### AUFGABEN
**a)** Prüfe für jede Aussage, ob der Text über Haus Wahnfried sie stützt, und antworte mit Ja oder Nein samt den entscheidenden Worten des Textes als wörtlichem Zitat: (i) Richard Wagner entwarf das Haus 1872 selbst. (ii) 1976 wurde das Gebäudeensemble in eine Museumsnutzung überführt. (iii) Der Erweiterungsbau liegt östlich der Villa Wahnfried.
**b)** Führe den Text über Haus Wahnfried bitte im Anschluss an seinen letzten Satz weiter.

### DOKUMENTABSCHNITT
========

Des Meisters Sinnspruch "Hier wo mein Wähnen Frieden fand, Wahnfried sei dies Haus von mir genannt" auf der Fassade der Villa begrüßt den Besucher, der sich auf dem Wege der Allee dem Gebäude nähert. 1872 von Richard Wagner selbst im neopalladianischen Baustil entworfen, war das Haus Wahnfried zusammen mit dem nach seinem einzigen Sohn benannten Haus Siegfried Lebensmittelpunkt für mehrere Generationen der Familie Wagner. Im Jahr 1976 wurde das nach Kriegsschäden rekonstruierte Gebäudeensemble in eine Museumsnutzung überführt.
Da die Sammlung längst dem Fassungsvermögen des Baus entwachsen war, wurde im Jahre 2010 ein Architekturwettbewerb für einen Erweiterungsbau ausgelobt. Das Team von Volker Staab Architekten überzeugte die Jury mit einem westlich der Villa Wahnfried an den Gärtnerbau anschließenden flachen, rundum verglasten Baukörper.

========

### DATENABSCHNITT

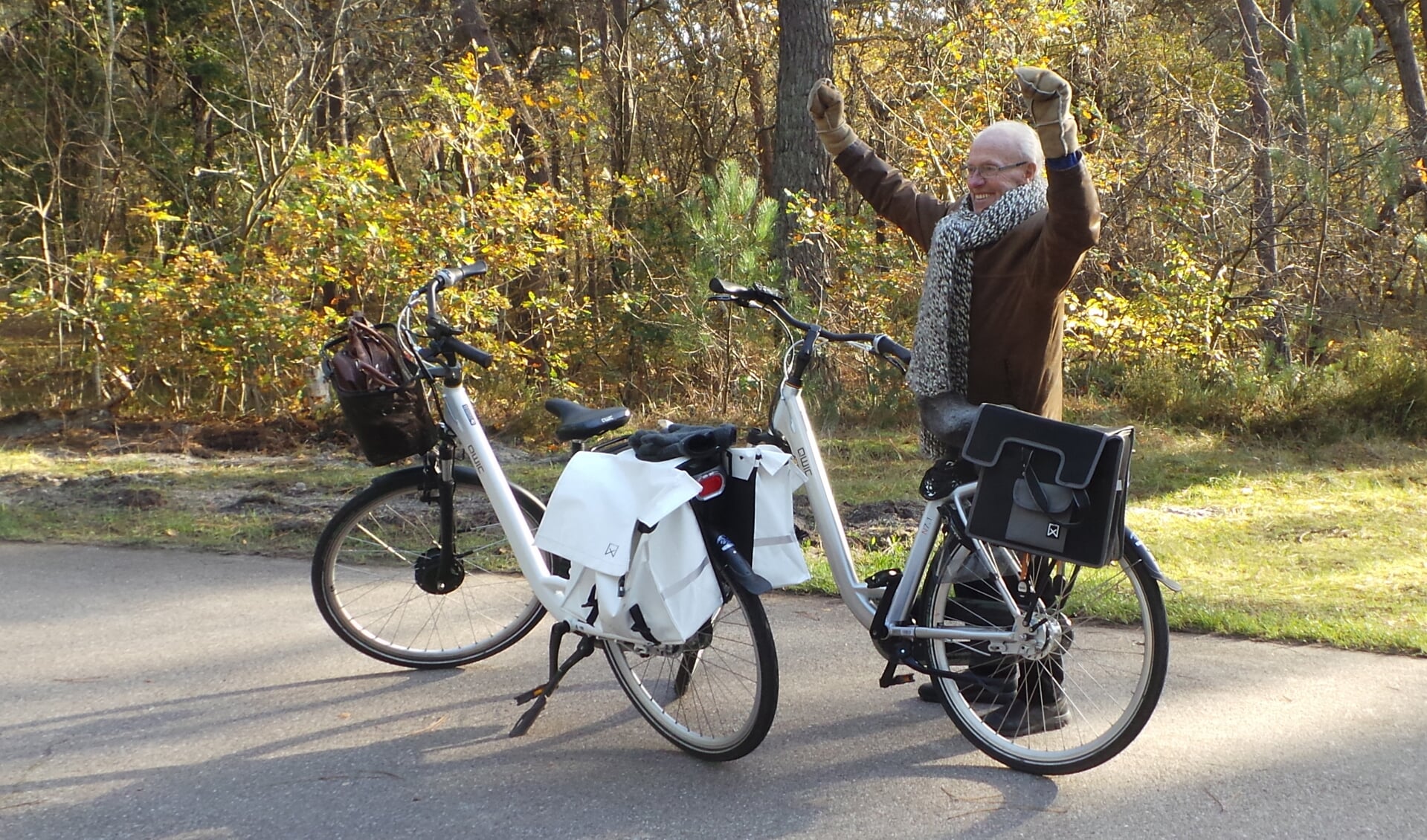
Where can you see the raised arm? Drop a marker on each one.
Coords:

========

### LÖSUNGEN
**a)**
(i) Ja – „1872 von Richard Wagner selbst im neopalladianischen Baustil entworfen“
(ii) Ja – „Im Jahr 1976 wurde das nach Kriegsschäden rekonstruierte Gebäudeensemble in eine Museumsnutzung überführt.“
(iii) Nein – „westlich der Villa Wahnfried an den Gärtnerbau anschließenden flachen, rundum verglasten Baukörper“

**b)**
Drei inhaltliche Schwerpunkte – drei verschiedene Museumsteile
Ein Wesenskern des Entwurfs ist die Verlegung großer Flächen in den Untergrund. Hier befinden sich nicht nur das tieferliegende Geschoss des Erweiterungsbaus, sondern auch Medienräume, Depotflächen und Verbindungsgänge, die bis unter den Vorplatz reichen. Die Ausstellungsgestaltung des Büros HG Merz aus Stuttgart macht das Schaffensspektrum Richard Wagners und seiner Familie in allen Facetten erfahrbar. In der Villa taucht der Besucher tief in die Lebenswelt des deutschen Komponisten, Dramatikers, Dichters, Schriftstellers, Theaterregisseurs und Dirigenten ein. Möbel, persönliche Gegenstände, Garderobe, Schriftverkehr und ähnliches gestatten eine emotionale Annäherung an die Familie.
Im Haus Siegfried wird die ideologische Verstrickung der Familie Wagner in das Dritte Reich thematisiert; die Geschichte der Festspiele wird im Neubau erfahrbar. Bühnenbildmodelle und Kostüme im Untergeschoss des Neubaus lassen die Bühnenwelten im Wandel der Zeit Revue passieren. Das auf Kommunikation im Raum spezialisierte Büro jangled nerves unterstreicht die Ausstellungsgestaltung mit audiovisuellen Installationen, die Wagners Musik und historische Bildaufnahmen einfallsreich in den musealen Rundgang einweben.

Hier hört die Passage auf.